▶ **Written request**:
Express the listing from the line containing "Shelf-audit tagging: put a marker on the marinara" to the line containing "Target: red dipping sauce", both included, as a JSON list of strings with one string per line. Leave out blank lines.

▶ **Records to process**:
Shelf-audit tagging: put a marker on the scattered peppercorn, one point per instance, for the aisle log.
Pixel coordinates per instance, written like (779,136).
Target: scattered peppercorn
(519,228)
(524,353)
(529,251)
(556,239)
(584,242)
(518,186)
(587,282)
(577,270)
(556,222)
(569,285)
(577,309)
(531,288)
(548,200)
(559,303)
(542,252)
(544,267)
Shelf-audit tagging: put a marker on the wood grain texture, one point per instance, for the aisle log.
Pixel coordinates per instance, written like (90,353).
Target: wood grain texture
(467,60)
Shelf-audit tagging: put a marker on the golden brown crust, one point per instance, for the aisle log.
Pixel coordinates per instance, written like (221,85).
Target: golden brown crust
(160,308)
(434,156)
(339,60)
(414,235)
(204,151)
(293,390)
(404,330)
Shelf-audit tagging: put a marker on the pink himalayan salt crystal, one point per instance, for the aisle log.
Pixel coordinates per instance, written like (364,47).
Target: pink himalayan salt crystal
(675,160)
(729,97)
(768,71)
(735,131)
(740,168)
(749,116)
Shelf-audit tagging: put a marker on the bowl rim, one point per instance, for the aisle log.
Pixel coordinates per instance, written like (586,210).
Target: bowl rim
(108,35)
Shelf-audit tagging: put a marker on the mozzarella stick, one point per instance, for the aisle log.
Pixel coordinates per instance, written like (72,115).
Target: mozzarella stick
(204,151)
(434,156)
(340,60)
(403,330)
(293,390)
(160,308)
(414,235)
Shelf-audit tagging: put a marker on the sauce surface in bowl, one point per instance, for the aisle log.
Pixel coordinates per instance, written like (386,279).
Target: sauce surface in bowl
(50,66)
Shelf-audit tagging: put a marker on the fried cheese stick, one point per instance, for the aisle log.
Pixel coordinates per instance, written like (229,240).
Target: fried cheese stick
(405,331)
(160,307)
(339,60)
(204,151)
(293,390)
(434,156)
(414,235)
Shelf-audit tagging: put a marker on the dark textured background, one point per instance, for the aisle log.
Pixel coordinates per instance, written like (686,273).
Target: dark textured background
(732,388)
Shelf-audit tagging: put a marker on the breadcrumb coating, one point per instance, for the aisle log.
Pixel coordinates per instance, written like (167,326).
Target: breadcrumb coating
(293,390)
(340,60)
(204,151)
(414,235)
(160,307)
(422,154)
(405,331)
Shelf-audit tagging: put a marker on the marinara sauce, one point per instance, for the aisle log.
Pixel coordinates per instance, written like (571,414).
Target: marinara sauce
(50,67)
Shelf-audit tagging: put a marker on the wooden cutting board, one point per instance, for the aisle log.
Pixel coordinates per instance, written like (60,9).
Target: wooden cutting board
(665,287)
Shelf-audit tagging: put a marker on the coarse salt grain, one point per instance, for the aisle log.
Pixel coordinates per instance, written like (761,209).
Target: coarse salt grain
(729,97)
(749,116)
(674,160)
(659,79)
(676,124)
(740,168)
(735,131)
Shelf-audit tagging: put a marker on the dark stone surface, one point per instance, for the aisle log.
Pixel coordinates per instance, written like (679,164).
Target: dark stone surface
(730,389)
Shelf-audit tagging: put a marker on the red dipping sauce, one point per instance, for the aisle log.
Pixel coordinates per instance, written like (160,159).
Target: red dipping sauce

--

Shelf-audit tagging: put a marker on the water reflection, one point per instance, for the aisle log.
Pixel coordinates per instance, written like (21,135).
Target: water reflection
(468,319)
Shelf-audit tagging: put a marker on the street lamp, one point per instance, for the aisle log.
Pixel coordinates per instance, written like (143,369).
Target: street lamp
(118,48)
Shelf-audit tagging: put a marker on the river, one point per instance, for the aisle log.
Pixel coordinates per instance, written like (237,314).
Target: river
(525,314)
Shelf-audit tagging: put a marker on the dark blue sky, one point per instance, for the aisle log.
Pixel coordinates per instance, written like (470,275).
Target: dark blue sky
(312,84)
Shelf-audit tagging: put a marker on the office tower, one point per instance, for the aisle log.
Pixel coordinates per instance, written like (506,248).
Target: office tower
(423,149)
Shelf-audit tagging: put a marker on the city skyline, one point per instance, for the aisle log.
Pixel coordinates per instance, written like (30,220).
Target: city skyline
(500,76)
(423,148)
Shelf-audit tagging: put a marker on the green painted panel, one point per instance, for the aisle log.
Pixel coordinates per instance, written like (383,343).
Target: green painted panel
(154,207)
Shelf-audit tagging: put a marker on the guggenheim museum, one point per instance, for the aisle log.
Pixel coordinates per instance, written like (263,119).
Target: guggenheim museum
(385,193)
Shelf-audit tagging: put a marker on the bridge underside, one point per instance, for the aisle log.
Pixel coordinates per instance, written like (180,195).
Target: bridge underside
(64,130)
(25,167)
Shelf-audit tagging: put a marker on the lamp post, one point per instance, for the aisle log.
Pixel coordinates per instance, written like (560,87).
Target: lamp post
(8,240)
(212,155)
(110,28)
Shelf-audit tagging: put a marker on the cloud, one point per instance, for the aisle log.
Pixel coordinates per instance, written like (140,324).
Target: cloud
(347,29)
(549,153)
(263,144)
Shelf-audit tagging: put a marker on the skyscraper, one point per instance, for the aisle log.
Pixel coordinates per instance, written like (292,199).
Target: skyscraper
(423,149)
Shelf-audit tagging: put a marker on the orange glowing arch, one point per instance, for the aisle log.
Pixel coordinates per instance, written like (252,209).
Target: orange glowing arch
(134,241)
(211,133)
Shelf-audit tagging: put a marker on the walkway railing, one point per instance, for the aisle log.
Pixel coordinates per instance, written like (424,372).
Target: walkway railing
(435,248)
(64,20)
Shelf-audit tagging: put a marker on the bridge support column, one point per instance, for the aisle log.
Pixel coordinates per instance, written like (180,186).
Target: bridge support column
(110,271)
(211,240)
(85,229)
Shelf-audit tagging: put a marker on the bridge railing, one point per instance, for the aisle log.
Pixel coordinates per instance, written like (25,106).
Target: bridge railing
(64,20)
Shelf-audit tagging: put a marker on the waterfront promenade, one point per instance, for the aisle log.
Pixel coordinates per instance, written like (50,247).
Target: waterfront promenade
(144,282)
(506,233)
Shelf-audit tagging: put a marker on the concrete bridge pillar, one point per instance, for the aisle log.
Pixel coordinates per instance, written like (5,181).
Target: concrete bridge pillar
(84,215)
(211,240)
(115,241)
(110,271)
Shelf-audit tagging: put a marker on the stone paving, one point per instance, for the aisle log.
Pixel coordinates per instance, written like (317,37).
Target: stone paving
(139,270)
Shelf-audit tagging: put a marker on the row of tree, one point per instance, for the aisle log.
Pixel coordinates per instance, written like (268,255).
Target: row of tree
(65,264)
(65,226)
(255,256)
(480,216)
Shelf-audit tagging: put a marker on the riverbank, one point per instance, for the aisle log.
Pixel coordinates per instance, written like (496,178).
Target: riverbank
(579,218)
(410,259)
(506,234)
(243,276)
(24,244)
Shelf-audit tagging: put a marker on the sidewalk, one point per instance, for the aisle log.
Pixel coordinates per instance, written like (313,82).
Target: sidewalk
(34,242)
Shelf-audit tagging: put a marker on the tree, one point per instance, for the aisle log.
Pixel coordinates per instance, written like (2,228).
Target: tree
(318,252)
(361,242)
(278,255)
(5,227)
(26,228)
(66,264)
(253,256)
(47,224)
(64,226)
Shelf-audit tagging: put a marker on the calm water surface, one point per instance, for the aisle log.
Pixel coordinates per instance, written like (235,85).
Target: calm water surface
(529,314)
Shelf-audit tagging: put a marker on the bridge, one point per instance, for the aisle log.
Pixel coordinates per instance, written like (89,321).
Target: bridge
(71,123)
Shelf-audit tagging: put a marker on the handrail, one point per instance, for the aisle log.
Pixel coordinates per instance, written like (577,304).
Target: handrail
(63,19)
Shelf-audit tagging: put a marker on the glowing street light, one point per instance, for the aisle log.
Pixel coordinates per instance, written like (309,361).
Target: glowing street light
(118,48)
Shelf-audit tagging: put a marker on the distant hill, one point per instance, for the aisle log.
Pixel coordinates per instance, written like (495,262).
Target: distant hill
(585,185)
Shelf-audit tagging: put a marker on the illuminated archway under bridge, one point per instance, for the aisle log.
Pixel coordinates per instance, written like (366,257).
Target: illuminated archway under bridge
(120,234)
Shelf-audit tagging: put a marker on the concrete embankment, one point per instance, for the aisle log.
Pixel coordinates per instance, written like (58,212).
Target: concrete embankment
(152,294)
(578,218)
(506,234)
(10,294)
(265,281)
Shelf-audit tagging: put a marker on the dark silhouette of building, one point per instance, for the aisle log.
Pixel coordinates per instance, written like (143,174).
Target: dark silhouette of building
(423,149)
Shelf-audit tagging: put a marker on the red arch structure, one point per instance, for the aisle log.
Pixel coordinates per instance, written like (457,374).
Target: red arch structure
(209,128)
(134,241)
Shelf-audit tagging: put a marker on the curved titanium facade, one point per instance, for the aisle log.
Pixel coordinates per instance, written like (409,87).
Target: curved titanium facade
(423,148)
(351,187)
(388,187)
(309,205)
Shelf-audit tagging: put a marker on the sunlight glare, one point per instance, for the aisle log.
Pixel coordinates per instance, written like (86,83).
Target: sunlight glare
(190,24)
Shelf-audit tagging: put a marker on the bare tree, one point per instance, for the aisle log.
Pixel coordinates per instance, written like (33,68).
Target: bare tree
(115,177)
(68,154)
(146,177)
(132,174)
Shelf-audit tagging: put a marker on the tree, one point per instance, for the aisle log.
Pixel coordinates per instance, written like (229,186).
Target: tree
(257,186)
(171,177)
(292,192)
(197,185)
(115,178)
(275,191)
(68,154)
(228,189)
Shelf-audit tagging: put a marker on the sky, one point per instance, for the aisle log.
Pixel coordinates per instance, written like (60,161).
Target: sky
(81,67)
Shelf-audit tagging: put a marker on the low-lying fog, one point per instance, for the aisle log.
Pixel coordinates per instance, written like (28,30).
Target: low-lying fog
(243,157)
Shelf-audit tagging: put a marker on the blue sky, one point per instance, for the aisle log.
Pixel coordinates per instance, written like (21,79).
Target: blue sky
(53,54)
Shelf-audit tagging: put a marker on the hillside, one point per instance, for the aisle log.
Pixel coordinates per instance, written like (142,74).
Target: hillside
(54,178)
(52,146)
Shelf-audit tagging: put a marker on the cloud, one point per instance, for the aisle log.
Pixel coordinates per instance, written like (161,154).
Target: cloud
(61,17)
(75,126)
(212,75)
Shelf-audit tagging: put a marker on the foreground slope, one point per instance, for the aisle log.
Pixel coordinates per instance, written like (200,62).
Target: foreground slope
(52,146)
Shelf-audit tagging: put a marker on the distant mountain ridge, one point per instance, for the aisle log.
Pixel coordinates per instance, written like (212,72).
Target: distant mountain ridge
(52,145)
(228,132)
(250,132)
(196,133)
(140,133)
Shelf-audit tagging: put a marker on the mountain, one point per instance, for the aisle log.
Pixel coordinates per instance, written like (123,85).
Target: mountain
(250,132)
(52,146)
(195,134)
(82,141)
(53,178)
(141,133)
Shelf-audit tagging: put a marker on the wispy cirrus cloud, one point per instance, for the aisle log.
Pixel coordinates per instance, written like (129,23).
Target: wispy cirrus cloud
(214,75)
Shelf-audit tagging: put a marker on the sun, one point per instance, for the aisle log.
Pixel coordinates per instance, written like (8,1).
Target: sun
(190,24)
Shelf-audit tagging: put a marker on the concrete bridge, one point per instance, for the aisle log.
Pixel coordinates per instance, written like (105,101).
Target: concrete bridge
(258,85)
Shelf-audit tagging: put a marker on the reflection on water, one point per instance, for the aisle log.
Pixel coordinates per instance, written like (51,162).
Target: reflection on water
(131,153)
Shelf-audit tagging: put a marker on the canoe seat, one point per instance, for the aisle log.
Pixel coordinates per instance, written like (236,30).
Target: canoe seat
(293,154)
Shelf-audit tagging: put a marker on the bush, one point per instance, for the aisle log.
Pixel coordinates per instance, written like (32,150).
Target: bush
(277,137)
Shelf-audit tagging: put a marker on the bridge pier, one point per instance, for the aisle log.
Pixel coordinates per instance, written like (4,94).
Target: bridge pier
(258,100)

▶ **Response**:
[
  "Shelf-audit tagging: put a marker on the marinara sauce, one point per instance, for the aisle log.",
  "Pixel coordinates per instance, written like (571,414).",
  "Target: marinara sauce",
  "(50,67)",
  "Shelf-audit tagging: put a marker on the wooden cutting board, one point per instance, for the aisle log.",
  "Pixel coordinates per instance, written like (60,9).",
  "Target: wooden cutting board",
  "(665,287)",
  "Shelf-audit tagging: put a marker on the coarse salt grain, one point per instance, for the aisle log.",
  "Pixel coordinates per instance, written like (761,209).",
  "Target: coarse salt grain",
  "(729,97)",
  "(749,116)",
  "(674,160)",
  "(659,79)",
  "(676,124)",
  "(740,168)",
  "(735,131)",
  "Shelf-audit tagging: put a marker on the dark stone surface, one point per instance, for the aisle log.",
  "Pixel coordinates per instance, written like (679,164).",
  "Target: dark stone surface",
  "(730,389)",
  "Shelf-audit tagging: put a marker on the red dipping sauce, one point per instance, for the aisle log.",
  "Pixel coordinates per instance, written like (160,159).",
  "Target: red dipping sauce"
]